**Exercise:**
Where the records below reach the line containing "column 231, row 197", start transcribing, and end with the line containing "column 44, row 93", exactly and with nothing else added.

START Material for this task

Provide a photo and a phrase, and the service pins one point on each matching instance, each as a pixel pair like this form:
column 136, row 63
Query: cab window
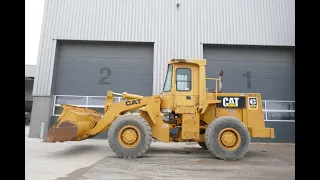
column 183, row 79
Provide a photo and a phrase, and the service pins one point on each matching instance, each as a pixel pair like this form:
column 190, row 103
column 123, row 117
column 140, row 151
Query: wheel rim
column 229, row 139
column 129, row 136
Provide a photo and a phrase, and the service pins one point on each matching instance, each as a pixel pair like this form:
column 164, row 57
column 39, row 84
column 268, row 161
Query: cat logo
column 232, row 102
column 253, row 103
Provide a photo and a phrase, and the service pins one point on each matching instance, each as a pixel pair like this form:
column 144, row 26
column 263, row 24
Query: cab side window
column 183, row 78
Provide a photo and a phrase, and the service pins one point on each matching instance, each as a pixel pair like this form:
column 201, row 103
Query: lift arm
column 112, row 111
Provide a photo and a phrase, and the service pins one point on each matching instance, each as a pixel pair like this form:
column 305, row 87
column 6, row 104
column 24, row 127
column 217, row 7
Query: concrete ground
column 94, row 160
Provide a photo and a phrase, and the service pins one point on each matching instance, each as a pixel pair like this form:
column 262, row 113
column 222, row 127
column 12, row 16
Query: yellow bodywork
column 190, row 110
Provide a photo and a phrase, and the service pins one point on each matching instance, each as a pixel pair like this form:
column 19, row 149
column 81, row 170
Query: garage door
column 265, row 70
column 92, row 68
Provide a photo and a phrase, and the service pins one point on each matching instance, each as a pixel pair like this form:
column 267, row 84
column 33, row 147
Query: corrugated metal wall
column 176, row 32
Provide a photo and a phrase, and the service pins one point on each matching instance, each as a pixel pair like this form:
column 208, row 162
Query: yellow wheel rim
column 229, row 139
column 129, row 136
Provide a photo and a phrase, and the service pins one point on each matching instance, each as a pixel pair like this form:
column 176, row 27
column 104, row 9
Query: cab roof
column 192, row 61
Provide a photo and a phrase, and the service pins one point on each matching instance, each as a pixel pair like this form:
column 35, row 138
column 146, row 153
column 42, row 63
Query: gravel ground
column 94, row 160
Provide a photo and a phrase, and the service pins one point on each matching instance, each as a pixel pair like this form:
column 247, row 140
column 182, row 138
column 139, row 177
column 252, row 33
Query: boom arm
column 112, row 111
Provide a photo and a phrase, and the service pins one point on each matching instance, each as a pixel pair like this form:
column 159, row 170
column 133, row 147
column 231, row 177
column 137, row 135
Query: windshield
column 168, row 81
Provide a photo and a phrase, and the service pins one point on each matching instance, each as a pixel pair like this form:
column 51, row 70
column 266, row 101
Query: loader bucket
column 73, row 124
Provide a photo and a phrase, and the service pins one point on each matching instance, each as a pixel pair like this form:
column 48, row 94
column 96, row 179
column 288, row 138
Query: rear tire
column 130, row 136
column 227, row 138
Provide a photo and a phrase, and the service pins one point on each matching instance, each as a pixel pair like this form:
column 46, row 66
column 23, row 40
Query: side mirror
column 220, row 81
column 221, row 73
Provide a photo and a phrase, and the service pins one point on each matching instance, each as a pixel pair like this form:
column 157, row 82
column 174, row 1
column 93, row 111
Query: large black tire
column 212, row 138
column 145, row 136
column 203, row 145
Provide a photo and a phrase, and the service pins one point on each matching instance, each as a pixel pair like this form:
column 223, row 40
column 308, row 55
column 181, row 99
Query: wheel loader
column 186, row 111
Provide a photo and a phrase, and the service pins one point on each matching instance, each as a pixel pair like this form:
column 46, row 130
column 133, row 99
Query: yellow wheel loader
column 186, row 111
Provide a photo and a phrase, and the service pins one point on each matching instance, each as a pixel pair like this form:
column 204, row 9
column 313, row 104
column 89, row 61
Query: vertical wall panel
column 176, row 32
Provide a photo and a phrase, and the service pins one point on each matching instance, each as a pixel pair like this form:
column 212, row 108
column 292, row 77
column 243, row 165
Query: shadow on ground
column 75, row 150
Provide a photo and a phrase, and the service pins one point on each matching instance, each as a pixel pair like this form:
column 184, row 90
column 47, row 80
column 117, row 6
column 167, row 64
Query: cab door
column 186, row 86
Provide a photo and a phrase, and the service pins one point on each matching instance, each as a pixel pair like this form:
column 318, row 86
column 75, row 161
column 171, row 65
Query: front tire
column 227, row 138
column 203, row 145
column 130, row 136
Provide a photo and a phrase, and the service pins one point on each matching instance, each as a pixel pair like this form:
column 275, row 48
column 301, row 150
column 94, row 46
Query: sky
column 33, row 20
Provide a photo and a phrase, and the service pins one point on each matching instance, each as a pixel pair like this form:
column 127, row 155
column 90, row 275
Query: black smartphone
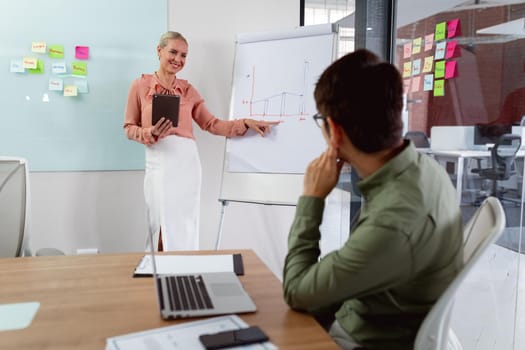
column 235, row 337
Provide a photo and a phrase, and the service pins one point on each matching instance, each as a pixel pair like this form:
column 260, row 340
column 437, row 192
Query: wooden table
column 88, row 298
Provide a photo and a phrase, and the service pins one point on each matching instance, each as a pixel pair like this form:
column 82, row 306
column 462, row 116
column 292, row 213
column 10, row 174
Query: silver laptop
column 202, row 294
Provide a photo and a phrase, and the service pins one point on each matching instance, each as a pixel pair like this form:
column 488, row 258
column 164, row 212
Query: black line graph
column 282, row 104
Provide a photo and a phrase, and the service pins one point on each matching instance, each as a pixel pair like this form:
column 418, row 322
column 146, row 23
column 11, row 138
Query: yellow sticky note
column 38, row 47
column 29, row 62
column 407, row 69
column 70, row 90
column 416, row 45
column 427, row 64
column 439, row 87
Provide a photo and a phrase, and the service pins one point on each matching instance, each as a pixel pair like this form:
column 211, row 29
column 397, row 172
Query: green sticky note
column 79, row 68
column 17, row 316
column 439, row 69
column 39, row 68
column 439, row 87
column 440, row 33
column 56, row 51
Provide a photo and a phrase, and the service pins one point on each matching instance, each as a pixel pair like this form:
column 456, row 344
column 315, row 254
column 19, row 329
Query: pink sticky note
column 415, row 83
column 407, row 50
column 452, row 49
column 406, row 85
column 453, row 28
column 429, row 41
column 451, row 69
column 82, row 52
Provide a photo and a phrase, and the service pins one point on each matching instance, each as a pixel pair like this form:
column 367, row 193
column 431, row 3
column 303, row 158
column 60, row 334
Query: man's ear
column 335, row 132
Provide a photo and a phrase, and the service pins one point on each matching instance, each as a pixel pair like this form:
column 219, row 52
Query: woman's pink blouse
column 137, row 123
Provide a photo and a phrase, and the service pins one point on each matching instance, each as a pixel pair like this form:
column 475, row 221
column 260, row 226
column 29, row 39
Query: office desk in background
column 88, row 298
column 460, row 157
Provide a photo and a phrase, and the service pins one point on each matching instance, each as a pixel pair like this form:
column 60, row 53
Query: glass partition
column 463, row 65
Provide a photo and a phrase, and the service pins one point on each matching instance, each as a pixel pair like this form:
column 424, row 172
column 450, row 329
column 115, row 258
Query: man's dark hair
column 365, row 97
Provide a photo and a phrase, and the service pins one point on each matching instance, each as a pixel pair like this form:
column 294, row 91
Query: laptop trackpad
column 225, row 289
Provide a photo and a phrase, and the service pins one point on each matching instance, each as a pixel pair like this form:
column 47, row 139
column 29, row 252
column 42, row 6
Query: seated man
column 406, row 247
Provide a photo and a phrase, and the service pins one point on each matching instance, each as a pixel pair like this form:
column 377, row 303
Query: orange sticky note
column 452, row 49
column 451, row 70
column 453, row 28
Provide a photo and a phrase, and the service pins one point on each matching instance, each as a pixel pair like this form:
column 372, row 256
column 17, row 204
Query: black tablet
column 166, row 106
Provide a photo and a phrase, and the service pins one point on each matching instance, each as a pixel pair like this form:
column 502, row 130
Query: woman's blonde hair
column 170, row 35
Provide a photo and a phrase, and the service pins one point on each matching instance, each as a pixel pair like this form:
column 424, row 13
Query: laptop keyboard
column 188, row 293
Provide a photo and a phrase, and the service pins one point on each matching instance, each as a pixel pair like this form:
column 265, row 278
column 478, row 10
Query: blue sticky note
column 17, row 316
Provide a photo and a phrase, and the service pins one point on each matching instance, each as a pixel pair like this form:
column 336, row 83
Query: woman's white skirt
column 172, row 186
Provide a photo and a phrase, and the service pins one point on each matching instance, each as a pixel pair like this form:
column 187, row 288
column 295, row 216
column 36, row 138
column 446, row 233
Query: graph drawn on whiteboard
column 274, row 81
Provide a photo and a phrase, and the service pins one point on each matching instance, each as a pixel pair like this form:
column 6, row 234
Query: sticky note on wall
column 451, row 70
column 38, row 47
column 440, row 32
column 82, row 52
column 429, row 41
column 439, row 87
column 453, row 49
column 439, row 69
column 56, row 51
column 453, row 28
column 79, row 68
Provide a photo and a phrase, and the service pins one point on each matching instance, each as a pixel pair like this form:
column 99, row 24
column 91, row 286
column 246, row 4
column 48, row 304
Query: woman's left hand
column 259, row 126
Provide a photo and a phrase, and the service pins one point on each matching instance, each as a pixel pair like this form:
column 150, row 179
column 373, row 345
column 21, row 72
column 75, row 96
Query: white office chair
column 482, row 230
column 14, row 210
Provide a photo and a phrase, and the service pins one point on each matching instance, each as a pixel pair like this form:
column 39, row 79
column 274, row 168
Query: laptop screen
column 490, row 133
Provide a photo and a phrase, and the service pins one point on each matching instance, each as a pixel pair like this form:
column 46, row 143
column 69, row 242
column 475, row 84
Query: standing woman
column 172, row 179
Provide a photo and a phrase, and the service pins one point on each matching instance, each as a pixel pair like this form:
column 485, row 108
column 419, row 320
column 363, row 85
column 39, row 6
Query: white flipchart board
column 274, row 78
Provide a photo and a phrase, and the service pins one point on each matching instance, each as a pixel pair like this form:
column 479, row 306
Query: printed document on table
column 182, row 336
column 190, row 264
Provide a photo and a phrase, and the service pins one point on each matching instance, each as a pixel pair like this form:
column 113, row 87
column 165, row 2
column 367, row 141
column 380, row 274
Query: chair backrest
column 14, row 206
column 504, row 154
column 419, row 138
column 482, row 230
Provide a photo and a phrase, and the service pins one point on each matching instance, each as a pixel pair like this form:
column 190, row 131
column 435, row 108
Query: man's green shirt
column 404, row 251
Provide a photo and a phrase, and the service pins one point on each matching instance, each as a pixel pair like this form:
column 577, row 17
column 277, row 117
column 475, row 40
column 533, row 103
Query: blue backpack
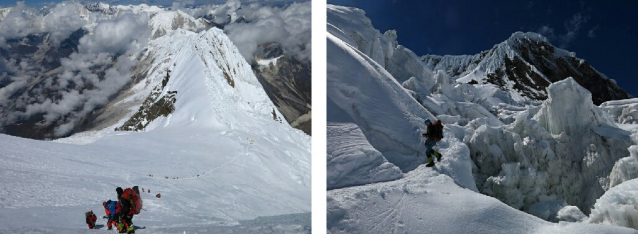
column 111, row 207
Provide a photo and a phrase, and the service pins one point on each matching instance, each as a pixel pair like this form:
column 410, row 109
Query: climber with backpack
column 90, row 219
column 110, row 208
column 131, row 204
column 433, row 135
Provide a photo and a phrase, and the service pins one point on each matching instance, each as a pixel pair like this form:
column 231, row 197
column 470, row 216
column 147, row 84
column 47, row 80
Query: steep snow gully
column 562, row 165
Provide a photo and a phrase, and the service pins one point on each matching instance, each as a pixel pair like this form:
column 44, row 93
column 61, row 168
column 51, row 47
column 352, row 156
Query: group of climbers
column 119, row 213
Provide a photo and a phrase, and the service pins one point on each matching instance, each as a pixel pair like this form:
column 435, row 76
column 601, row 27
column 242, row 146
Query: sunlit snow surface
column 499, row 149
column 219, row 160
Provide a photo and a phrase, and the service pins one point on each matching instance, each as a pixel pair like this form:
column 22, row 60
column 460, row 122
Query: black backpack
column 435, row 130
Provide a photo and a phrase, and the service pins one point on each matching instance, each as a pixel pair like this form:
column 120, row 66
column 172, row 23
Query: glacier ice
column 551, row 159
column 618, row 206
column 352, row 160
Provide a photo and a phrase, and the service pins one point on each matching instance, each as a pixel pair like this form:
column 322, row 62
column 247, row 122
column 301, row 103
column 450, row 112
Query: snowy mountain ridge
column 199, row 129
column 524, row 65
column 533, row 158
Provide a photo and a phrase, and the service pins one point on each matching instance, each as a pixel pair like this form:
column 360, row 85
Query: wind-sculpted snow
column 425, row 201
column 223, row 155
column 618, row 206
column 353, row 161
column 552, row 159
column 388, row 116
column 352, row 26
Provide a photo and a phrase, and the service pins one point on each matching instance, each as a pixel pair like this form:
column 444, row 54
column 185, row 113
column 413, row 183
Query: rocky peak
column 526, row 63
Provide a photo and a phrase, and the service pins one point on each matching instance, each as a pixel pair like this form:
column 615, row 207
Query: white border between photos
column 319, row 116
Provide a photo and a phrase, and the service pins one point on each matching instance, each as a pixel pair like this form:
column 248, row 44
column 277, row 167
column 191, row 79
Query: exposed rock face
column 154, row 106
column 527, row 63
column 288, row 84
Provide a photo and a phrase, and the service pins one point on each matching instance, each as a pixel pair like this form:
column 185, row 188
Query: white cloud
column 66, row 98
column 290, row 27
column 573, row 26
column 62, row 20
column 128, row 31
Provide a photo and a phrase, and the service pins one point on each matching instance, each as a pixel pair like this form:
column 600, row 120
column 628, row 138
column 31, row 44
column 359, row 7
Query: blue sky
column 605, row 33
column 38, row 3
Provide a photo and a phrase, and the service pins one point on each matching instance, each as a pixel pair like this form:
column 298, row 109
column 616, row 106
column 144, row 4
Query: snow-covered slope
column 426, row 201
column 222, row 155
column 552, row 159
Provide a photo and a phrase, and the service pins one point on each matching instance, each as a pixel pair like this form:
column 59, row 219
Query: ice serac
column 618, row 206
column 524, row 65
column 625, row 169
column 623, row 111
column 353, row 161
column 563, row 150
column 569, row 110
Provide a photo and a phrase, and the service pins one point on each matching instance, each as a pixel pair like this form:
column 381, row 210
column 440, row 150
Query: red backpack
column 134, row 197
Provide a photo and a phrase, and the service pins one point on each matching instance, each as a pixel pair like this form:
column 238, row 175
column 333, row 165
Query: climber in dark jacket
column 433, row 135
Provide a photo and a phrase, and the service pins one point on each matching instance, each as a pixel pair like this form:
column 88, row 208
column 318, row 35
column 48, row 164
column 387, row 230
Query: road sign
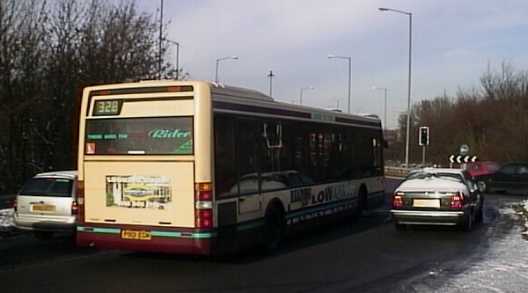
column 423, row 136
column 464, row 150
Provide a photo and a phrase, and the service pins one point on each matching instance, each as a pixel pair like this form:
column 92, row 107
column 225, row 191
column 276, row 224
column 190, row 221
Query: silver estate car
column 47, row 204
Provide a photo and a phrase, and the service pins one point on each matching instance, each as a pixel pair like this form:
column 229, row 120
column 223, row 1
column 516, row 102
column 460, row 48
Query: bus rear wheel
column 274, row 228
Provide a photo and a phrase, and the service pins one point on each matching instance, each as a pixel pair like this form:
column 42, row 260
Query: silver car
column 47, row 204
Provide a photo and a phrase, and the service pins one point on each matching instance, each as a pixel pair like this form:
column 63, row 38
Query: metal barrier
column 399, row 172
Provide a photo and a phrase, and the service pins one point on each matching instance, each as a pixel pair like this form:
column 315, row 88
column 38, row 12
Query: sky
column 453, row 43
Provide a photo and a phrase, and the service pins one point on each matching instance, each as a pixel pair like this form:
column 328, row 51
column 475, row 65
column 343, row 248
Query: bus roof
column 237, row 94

END Material for this task

**Response area:**
column 231, row 197
column 470, row 216
column 147, row 84
column 47, row 80
Query: steep snow gully
column 562, row 165
Provide a photo and a phrase, and the service pins one point on each matching instance, each as a pixel pair like this form:
column 44, row 93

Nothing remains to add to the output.